• _Supplied text_:
--- begin ---
2009-12-23 Thread Les Mikesell
carlopmart wrote:
 Kwan Lowe wrote:
 On Wed, Dec 23, 2009 at 10:47 AM, carlopmart carlopm...@gmail.com wrote:
 Hi all,

  Recently I have installed a centOS 5.4 server to use as a home NAS server. 
 I need
 to use large files (8GB minimum) inside of it to serve via iSCSI services. 
 Which
 filesystem do you recommends me to reach maximum performance: xfs, ext3, 
 ext4, gfs2
 ??
 I don't know if this is still true, but when I last checked a couple
 years ago, the recommendation was for LVM device backed iSCSI targets.

 http://osdir.com/ml/linux.iscsi.tgt.devel/2008-09/msg0.html

 With LVMs you'd of course lose the flexibility of file-backed targets
 and the ability to do sparse files are you're intending..
--- end ---
• _Listing_:
--- begin ---
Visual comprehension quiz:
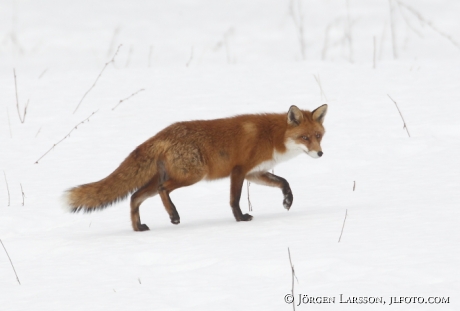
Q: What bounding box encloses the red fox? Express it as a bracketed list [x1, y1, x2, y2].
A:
[63, 105, 327, 231]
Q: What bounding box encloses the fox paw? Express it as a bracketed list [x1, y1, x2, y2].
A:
[238, 214, 252, 221]
[283, 192, 294, 210]
[137, 224, 150, 231]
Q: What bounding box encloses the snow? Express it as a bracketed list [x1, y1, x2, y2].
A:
[0, 0, 460, 311]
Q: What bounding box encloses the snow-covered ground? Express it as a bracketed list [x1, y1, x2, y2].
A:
[0, 0, 460, 311]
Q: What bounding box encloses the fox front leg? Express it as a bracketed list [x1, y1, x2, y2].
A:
[246, 172, 294, 210]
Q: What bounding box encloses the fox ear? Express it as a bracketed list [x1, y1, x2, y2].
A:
[311, 105, 327, 124]
[288, 105, 303, 126]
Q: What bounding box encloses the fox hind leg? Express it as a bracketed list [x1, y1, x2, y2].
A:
[230, 166, 252, 221]
[246, 172, 294, 210]
[131, 175, 159, 231]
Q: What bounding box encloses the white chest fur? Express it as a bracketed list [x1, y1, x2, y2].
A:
[249, 141, 304, 173]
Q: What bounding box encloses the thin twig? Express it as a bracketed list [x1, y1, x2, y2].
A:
[338, 209, 348, 243]
[346, 0, 353, 63]
[13, 68, 29, 123]
[288, 247, 299, 311]
[388, 0, 398, 59]
[112, 89, 144, 110]
[73, 44, 122, 113]
[6, 107, 13, 138]
[395, 0, 460, 49]
[35, 110, 99, 164]
[246, 180, 252, 212]
[387, 94, 410, 137]
[373, 36, 377, 69]
[0, 239, 21, 285]
[3, 171, 10, 206]
[125, 45, 134, 68]
[19, 183, 26, 206]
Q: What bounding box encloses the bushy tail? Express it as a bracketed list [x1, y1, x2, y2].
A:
[63, 147, 157, 213]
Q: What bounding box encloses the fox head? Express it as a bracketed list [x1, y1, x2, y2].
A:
[285, 105, 327, 158]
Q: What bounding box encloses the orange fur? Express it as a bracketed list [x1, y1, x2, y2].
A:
[66, 105, 327, 231]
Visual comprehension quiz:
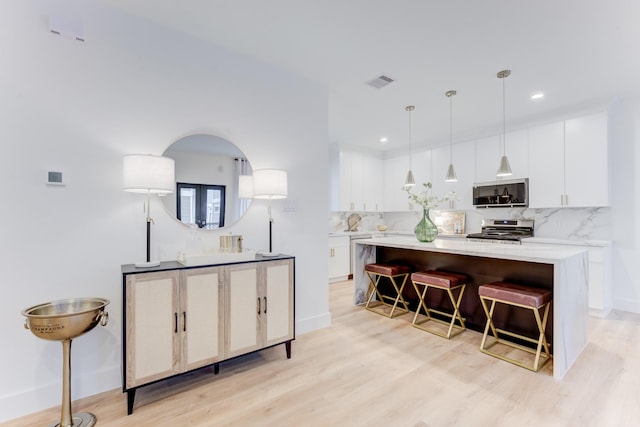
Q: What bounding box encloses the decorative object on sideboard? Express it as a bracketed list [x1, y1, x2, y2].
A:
[345, 214, 362, 231]
[22, 298, 109, 427]
[496, 70, 512, 177]
[405, 182, 457, 242]
[444, 90, 458, 182]
[404, 105, 416, 190]
[253, 169, 288, 256]
[122, 154, 175, 267]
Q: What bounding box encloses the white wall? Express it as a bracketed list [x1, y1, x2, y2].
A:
[0, 1, 330, 421]
[609, 98, 640, 313]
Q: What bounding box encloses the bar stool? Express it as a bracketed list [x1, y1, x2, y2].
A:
[478, 282, 551, 372]
[364, 263, 411, 318]
[411, 270, 469, 339]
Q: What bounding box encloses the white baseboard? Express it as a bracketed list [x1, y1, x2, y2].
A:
[613, 298, 640, 313]
[296, 312, 331, 335]
[0, 365, 122, 423]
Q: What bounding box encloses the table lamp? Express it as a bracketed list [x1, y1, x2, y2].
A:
[122, 154, 175, 267]
[253, 169, 287, 256]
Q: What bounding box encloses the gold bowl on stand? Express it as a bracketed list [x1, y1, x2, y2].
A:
[22, 298, 109, 427]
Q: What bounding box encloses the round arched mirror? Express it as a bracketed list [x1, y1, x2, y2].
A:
[162, 134, 251, 229]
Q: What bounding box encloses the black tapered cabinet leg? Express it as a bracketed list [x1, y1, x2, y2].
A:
[127, 388, 136, 415]
[284, 341, 291, 359]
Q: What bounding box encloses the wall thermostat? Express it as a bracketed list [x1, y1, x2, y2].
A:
[47, 171, 64, 185]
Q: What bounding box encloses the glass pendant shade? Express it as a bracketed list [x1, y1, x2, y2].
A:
[404, 169, 416, 188]
[496, 156, 512, 176]
[444, 163, 458, 182]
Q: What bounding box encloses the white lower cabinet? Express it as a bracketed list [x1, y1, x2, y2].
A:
[522, 239, 613, 317]
[122, 256, 295, 414]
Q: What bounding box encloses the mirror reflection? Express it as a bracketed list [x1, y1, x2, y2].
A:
[162, 134, 252, 229]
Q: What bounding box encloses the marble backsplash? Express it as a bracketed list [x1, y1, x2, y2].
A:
[328, 207, 612, 240]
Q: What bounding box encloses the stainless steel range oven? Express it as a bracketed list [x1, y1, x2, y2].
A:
[467, 219, 533, 245]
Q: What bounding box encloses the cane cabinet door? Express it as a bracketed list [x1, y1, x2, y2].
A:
[125, 271, 179, 388]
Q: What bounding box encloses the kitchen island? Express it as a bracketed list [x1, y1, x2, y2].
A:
[354, 237, 588, 379]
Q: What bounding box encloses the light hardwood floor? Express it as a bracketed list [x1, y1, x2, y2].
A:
[2, 282, 640, 427]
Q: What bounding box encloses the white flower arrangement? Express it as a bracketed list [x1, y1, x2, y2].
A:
[404, 182, 460, 209]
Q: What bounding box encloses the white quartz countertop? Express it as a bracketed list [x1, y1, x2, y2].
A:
[357, 236, 587, 263]
[522, 237, 611, 247]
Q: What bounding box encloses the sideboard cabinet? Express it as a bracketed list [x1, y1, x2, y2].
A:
[122, 255, 295, 414]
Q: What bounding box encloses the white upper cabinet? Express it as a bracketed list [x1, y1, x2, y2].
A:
[362, 156, 384, 212]
[529, 112, 609, 208]
[339, 151, 383, 211]
[412, 150, 433, 188]
[529, 122, 564, 208]
[564, 112, 609, 207]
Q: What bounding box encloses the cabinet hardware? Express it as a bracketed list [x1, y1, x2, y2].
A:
[173, 312, 178, 334]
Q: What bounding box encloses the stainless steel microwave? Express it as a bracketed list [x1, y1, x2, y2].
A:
[473, 178, 529, 208]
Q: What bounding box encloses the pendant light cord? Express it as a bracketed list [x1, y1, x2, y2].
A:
[405, 105, 415, 171]
[449, 92, 455, 165]
[502, 74, 508, 156]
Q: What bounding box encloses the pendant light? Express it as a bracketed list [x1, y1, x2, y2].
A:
[496, 70, 512, 177]
[404, 105, 416, 189]
[444, 90, 458, 182]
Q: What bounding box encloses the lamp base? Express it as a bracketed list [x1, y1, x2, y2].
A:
[134, 261, 160, 268]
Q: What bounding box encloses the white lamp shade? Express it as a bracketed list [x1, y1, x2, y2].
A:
[253, 169, 287, 199]
[122, 154, 176, 194]
[238, 175, 253, 199]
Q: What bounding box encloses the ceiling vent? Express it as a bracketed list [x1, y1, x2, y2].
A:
[367, 75, 393, 89]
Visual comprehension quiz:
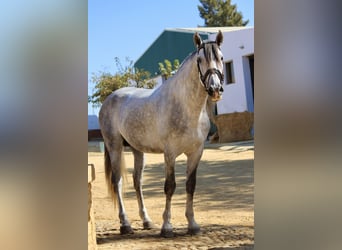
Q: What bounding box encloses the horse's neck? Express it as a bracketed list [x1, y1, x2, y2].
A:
[166, 58, 208, 112]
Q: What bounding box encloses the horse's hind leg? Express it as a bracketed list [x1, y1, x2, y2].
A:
[108, 140, 133, 234]
[132, 148, 154, 229]
[161, 153, 176, 238]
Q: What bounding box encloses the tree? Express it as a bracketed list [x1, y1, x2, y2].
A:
[197, 0, 249, 27]
[158, 59, 179, 80]
[88, 57, 156, 105]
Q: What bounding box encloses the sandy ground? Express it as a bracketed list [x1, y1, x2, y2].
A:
[88, 141, 254, 249]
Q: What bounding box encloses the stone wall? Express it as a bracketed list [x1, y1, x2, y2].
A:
[88, 164, 97, 250]
[215, 111, 254, 143]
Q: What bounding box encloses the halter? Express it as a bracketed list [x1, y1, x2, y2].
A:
[197, 42, 224, 93]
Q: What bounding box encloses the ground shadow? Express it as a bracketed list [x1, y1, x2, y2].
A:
[96, 224, 254, 246]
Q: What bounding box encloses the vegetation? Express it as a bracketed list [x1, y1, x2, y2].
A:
[158, 59, 179, 80]
[197, 0, 249, 27]
[88, 57, 156, 106]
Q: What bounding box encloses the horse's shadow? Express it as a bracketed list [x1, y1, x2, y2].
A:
[96, 224, 254, 245]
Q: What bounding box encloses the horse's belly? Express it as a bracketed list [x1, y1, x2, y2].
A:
[122, 130, 164, 153]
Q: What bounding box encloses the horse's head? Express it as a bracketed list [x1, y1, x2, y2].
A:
[194, 31, 224, 101]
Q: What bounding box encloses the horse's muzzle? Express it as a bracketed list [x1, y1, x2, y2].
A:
[208, 87, 223, 102]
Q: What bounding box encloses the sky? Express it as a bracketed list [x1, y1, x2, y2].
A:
[88, 0, 254, 115]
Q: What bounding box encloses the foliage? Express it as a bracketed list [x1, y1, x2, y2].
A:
[158, 59, 179, 80]
[88, 57, 156, 105]
[197, 0, 249, 27]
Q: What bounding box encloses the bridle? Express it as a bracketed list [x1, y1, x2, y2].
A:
[197, 42, 224, 93]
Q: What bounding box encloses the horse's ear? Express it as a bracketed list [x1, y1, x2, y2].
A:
[194, 32, 202, 49]
[216, 30, 223, 46]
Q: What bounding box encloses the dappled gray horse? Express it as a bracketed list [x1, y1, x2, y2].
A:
[99, 31, 223, 237]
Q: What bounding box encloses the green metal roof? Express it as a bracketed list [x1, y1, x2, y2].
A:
[134, 29, 211, 77]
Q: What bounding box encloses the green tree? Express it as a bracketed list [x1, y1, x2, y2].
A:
[88, 57, 156, 106]
[197, 0, 249, 27]
[158, 59, 179, 80]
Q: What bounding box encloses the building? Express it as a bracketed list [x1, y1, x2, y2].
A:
[134, 27, 254, 114]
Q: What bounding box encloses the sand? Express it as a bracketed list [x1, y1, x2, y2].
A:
[88, 141, 254, 249]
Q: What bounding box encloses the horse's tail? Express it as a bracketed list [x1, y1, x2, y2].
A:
[104, 145, 127, 208]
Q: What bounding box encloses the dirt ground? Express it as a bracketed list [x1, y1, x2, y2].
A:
[88, 141, 254, 250]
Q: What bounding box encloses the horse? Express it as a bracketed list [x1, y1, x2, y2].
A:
[99, 31, 224, 237]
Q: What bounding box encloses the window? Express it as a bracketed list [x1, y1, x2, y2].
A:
[225, 61, 235, 85]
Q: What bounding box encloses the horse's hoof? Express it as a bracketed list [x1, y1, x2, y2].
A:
[120, 225, 134, 234]
[160, 228, 174, 238]
[188, 227, 201, 235]
[143, 221, 156, 230]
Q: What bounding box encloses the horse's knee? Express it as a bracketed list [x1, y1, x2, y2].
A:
[164, 177, 176, 196]
[186, 169, 197, 194]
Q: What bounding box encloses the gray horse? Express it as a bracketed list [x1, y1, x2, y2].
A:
[99, 31, 223, 237]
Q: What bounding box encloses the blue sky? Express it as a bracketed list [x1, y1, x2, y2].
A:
[88, 0, 254, 114]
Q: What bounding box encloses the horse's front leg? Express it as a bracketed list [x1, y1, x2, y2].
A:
[161, 153, 176, 238]
[185, 147, 203, 234]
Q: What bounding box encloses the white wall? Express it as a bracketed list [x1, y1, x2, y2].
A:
[209, 27, 254, 114]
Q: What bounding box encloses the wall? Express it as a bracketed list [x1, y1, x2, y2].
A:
[209, 27, 254, 114]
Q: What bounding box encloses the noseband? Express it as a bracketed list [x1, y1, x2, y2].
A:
[197, 42, 224, 93]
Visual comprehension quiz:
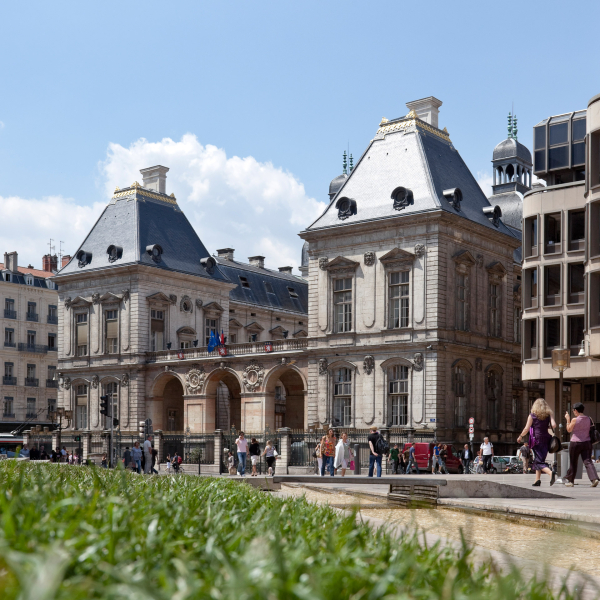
--- end ---
• _What to do_:
Rewrite the mailing-list thread from "Recently I have" to "backed iSCSI targets.", replacing "performance" with "throughput".

• _Problem solution_:
Recently I have installed a centOS 5.4 server to use as a home NAS server. 
 I need
 to use large files (8GB minimum) inside of it to serve via iSCSI services. 
 Which
 filesystem do you recommends me to reach maximum throughput: xfs, ext3, 
 ext4, gfs2
 ??
 I don't know if this is still true, but when I last checked a couple
 years ago, the recommendation was for LVM device backed iSCSI targets.